### About this exercise
Each line in the records below that has the word "balcony" should be copied.

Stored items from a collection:
──────────────────────────────
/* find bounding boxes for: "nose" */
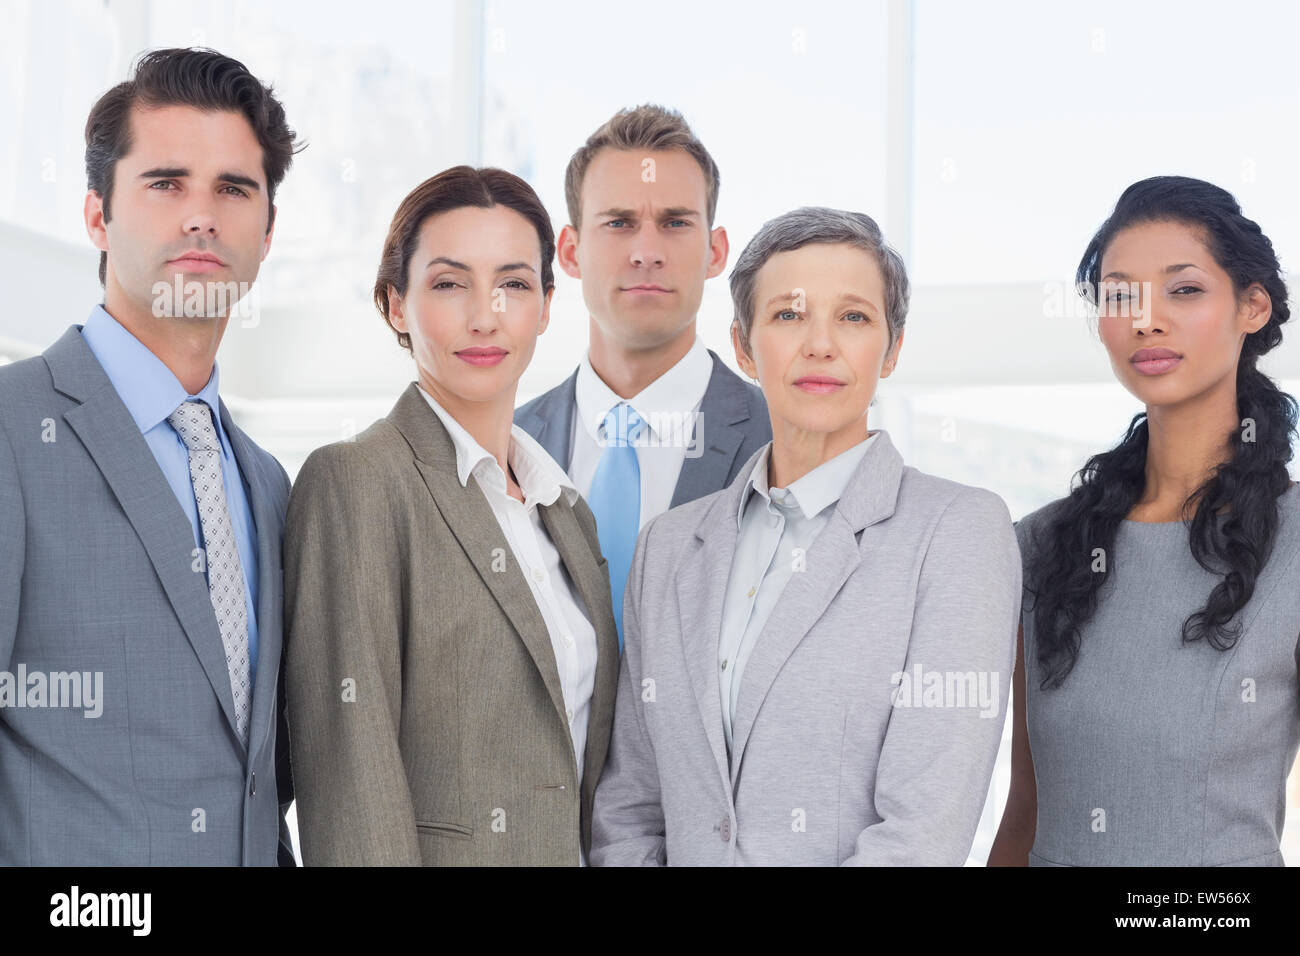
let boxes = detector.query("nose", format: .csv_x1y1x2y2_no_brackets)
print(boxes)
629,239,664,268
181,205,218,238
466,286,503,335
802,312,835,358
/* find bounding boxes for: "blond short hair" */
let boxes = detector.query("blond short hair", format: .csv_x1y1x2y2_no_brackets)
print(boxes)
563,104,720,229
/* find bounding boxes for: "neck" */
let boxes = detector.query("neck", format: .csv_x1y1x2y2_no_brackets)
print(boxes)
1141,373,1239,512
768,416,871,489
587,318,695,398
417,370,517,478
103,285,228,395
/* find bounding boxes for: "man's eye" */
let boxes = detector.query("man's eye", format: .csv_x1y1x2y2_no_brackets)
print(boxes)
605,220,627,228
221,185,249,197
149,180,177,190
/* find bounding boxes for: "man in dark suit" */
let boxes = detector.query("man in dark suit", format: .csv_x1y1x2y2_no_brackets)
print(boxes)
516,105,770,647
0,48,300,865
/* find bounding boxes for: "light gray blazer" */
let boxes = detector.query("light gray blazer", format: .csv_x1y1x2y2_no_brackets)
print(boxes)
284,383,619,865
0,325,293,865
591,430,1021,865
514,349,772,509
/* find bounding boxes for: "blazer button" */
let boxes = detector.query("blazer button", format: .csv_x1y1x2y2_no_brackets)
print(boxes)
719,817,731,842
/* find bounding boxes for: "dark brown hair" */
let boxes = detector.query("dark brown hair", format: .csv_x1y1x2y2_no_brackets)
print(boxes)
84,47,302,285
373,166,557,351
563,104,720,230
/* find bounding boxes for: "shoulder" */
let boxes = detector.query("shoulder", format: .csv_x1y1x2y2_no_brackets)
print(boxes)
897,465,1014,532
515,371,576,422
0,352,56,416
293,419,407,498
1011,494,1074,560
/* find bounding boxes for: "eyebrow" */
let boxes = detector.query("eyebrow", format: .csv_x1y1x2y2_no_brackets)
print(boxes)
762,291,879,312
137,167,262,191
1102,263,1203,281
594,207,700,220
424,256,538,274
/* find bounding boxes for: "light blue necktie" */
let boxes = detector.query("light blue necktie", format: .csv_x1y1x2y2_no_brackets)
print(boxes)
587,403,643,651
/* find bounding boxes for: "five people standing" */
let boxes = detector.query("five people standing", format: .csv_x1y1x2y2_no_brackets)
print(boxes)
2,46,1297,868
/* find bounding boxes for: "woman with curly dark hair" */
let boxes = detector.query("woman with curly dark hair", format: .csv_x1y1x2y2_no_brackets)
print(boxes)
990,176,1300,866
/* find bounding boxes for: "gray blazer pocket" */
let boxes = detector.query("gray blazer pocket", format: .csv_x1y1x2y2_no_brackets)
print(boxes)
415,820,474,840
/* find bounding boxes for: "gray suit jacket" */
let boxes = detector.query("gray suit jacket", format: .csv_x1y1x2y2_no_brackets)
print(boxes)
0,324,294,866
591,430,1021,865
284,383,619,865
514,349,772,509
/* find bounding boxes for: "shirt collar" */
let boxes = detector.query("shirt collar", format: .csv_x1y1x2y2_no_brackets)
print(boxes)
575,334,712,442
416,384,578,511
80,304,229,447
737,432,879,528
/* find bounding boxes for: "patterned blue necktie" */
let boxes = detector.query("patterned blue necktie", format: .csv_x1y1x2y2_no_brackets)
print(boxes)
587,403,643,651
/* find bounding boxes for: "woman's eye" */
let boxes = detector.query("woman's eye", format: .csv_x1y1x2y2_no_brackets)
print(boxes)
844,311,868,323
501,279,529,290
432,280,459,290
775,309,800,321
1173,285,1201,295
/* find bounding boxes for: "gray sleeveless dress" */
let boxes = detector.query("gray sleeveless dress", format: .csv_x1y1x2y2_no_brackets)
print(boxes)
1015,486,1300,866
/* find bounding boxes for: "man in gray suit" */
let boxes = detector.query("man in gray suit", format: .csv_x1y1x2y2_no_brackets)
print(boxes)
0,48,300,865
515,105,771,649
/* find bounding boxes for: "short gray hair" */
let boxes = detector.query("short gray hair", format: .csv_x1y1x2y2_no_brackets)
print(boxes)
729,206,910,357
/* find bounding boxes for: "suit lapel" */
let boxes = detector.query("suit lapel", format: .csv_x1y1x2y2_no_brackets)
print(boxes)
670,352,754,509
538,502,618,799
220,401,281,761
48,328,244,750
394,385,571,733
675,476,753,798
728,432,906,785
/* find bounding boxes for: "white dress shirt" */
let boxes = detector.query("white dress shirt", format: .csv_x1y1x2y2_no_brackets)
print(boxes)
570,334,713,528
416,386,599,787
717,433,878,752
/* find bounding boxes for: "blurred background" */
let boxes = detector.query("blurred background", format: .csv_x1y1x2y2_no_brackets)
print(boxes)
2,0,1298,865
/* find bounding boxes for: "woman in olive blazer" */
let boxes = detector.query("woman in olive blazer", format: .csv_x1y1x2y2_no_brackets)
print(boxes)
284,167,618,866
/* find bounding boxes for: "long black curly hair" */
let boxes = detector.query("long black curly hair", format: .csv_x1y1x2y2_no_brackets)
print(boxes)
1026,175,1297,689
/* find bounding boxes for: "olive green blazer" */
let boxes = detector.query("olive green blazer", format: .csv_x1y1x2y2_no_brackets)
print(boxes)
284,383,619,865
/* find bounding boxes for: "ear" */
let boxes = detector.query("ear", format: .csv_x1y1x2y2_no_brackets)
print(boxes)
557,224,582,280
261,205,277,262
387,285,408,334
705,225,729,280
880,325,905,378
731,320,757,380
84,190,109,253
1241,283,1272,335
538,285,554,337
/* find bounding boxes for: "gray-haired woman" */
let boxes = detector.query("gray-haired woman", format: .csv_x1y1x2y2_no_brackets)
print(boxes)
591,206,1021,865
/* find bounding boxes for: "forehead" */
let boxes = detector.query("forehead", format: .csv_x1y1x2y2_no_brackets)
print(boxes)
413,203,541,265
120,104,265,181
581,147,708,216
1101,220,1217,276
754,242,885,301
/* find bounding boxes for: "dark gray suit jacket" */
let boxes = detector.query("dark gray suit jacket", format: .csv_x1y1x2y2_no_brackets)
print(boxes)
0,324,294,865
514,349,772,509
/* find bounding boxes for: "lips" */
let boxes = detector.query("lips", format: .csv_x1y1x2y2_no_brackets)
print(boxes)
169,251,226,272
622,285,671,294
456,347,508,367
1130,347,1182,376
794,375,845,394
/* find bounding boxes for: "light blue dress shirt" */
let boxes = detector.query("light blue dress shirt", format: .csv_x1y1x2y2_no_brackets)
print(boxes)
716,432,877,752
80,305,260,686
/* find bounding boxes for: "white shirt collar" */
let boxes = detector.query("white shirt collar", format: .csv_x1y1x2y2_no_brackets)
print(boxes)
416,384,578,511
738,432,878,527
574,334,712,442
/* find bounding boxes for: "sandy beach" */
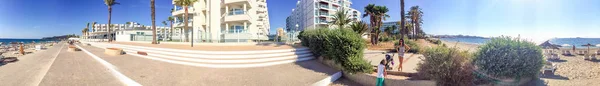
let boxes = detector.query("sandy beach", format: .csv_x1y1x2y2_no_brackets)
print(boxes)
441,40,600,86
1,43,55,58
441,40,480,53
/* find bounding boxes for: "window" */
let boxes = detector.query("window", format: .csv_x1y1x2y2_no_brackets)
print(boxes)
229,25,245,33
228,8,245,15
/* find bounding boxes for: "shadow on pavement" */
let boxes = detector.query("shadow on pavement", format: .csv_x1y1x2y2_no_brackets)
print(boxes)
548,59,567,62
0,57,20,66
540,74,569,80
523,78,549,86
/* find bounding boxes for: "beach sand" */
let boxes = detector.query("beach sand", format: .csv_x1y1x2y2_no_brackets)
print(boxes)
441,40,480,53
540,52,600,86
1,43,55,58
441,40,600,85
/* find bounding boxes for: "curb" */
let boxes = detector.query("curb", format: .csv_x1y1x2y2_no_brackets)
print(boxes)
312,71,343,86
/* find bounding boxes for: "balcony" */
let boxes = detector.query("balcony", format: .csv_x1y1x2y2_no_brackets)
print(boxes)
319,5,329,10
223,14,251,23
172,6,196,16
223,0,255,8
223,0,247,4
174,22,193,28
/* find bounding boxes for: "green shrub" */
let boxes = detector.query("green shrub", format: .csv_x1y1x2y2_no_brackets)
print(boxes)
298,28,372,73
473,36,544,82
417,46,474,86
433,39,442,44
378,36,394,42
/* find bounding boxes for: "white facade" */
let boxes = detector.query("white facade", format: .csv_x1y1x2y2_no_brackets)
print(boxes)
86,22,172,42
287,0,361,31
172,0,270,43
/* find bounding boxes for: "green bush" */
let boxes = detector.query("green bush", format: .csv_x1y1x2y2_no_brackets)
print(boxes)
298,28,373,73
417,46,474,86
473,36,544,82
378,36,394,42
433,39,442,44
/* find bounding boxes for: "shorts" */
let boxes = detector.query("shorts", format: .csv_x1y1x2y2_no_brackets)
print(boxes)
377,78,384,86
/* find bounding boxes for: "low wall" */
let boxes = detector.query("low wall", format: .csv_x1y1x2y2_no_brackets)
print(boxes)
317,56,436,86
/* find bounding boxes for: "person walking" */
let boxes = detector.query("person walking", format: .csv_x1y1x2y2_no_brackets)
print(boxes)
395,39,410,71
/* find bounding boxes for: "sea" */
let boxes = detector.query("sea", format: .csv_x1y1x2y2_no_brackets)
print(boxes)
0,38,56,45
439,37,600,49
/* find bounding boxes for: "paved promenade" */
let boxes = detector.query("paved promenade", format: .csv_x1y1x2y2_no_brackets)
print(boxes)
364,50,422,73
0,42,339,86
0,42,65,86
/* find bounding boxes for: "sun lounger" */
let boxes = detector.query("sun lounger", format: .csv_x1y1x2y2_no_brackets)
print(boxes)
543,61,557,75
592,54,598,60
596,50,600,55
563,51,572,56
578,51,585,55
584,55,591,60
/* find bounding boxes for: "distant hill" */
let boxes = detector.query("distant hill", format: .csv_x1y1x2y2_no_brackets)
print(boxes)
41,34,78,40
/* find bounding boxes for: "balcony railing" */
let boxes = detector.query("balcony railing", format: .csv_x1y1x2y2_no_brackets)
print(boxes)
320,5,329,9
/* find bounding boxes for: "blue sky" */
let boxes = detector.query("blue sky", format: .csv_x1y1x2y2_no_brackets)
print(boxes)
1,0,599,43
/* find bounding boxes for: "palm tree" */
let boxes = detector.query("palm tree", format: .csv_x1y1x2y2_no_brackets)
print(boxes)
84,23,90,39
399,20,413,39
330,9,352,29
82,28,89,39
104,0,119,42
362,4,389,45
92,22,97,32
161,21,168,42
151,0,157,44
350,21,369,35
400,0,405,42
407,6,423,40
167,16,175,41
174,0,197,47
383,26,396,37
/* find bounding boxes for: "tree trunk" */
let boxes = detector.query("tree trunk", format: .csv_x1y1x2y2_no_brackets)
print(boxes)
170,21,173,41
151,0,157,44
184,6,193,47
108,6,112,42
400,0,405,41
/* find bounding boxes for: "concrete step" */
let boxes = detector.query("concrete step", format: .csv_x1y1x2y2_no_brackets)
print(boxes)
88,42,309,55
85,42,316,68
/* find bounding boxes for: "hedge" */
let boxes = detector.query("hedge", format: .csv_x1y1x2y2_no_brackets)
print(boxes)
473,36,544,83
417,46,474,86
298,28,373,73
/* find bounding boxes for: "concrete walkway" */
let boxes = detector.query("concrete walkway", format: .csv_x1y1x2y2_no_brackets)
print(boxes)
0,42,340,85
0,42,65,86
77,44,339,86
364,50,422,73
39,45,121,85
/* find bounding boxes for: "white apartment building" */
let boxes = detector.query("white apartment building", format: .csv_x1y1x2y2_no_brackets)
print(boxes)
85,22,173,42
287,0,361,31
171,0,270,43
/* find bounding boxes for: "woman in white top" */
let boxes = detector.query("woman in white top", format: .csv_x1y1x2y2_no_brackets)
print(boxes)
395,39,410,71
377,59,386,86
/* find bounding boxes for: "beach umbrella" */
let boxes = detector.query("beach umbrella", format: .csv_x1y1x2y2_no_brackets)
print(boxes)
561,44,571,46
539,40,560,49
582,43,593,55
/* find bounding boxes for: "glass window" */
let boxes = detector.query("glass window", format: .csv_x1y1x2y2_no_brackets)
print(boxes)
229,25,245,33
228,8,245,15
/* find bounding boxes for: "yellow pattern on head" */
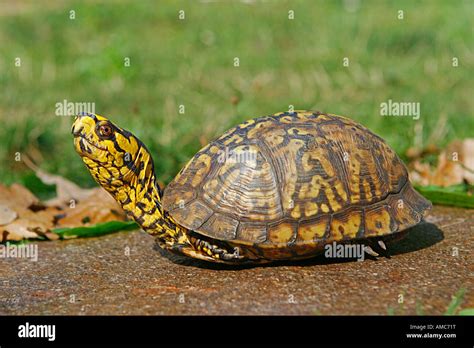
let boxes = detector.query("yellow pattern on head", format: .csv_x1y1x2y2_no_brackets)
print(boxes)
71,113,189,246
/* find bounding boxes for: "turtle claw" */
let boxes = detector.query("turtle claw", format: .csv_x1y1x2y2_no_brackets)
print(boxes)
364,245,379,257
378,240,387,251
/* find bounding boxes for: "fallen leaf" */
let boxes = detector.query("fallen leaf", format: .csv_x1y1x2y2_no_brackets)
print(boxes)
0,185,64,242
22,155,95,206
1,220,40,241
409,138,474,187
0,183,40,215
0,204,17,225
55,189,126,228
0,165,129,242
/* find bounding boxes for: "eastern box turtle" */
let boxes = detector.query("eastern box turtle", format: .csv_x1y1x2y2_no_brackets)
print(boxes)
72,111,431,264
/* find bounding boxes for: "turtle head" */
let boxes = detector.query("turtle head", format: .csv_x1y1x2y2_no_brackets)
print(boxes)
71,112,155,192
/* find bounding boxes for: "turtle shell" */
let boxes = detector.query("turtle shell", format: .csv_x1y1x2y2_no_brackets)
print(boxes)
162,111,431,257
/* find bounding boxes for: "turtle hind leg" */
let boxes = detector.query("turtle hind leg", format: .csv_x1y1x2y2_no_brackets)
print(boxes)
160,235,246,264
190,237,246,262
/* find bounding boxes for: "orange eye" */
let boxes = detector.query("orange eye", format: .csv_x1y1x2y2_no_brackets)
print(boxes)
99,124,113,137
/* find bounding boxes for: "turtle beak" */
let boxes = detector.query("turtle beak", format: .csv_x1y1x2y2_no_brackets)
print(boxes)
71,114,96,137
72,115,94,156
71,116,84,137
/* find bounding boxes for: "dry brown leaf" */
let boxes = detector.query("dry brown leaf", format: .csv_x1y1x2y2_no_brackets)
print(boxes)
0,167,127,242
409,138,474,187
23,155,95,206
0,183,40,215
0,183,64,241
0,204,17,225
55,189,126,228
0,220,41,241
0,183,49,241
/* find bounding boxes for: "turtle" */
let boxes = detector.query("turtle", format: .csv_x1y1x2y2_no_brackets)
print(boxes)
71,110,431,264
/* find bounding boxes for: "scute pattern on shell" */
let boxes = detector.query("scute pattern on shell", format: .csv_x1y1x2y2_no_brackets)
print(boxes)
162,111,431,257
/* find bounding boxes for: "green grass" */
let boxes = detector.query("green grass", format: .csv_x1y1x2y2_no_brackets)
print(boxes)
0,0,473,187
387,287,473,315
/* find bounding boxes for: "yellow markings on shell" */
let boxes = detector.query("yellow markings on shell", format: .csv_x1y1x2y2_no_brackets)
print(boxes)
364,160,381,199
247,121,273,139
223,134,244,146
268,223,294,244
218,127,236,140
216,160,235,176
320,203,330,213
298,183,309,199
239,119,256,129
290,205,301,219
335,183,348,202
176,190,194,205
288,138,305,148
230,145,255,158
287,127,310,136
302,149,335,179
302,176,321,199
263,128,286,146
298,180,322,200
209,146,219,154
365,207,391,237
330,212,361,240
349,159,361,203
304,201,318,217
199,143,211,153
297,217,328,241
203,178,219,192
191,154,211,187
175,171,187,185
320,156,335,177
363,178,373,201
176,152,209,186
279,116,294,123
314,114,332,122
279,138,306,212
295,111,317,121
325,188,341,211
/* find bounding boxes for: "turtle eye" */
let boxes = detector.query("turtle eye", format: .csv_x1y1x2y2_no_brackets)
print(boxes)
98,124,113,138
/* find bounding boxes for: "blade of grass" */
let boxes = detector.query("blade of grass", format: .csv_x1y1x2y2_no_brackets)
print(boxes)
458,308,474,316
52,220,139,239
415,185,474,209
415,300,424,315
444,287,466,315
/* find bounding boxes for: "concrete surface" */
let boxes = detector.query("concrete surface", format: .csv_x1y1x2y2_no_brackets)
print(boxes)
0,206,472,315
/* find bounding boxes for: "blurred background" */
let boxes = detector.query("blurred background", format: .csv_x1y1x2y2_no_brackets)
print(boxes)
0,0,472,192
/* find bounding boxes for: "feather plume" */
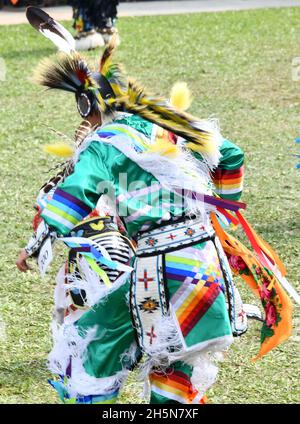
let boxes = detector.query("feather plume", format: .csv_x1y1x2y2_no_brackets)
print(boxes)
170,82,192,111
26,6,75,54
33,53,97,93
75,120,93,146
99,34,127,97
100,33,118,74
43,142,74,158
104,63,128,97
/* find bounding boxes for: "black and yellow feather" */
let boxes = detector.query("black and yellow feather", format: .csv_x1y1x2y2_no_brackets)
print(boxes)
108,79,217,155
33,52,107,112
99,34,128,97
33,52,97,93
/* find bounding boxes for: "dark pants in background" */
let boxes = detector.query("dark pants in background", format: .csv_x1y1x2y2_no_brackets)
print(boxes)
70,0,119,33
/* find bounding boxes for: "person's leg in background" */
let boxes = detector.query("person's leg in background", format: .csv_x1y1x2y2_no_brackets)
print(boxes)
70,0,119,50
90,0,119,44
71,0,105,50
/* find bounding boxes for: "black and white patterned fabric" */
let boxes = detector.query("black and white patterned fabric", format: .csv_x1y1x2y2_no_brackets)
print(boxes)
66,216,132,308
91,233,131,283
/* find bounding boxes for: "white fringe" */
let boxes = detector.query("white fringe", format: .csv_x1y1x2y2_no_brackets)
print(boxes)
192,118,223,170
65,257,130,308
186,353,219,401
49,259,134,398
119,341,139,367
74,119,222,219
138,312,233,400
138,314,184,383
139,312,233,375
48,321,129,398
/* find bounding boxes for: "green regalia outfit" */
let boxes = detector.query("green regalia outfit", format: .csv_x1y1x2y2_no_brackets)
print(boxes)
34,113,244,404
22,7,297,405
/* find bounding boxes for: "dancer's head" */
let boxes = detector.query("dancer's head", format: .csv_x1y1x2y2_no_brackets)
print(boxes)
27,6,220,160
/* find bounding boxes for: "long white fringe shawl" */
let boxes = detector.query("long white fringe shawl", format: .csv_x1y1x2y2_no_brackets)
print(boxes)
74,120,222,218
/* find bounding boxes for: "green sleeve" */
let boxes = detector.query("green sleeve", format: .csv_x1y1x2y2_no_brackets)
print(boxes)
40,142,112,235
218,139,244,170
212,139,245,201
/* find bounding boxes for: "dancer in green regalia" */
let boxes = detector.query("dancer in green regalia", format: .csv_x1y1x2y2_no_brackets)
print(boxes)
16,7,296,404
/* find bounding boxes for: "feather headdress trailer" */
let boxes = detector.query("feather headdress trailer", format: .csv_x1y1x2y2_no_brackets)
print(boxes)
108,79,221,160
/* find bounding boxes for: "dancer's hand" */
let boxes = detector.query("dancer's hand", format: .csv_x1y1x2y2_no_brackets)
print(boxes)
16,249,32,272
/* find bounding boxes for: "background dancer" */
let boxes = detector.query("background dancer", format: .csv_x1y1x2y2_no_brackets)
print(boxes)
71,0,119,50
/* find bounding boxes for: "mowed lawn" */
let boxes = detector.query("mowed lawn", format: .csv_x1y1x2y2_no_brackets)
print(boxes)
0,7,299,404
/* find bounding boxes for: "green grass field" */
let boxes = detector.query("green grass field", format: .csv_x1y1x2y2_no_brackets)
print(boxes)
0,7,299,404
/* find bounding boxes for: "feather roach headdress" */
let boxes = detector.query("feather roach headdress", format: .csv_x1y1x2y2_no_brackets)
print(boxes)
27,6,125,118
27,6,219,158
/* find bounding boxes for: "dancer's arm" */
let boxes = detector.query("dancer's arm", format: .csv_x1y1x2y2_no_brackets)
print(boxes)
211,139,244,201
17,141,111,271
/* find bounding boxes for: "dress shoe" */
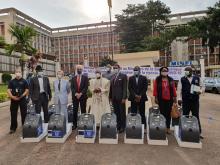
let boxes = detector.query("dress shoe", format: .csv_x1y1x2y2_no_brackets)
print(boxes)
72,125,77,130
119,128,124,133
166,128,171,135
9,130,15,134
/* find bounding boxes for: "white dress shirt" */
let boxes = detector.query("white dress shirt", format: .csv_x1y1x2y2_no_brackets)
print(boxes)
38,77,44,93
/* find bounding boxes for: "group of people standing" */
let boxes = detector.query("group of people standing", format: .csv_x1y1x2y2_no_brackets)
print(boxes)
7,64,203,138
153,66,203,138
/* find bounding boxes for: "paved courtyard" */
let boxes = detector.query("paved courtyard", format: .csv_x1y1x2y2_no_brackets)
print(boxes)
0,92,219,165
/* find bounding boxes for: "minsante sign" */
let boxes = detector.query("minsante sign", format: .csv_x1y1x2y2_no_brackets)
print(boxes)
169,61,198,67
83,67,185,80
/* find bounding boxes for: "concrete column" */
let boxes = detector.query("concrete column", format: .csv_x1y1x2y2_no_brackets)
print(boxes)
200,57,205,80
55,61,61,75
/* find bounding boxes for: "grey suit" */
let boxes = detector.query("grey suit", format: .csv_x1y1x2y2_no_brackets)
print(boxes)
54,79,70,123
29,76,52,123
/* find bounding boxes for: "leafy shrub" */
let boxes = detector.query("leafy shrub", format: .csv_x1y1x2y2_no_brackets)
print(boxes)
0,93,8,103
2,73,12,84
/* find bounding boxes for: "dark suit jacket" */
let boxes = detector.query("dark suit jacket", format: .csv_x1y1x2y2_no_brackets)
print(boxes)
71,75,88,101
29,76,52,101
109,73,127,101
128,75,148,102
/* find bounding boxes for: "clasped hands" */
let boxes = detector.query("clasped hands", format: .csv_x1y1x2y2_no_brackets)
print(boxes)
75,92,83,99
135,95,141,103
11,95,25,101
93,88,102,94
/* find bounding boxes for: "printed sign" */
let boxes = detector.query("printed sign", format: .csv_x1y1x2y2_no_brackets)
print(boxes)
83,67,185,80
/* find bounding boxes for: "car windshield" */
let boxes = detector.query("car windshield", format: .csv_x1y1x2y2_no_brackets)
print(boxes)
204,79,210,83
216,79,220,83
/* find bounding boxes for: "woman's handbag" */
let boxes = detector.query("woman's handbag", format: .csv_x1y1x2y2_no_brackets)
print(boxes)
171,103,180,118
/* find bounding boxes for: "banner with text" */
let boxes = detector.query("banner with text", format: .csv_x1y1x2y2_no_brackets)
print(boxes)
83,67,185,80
──────────────────────────────
### Written response
/* find bounding boxes for: "balcony" */
let boxes = detector.query("balcony", format: .csv_x1y1x2y2_no_brackets)
/* find bounding boxes for: "balcony railing" */
let boxes = detector.query("balcony railing", format: .csv_x1y1x2y2_no_brackets)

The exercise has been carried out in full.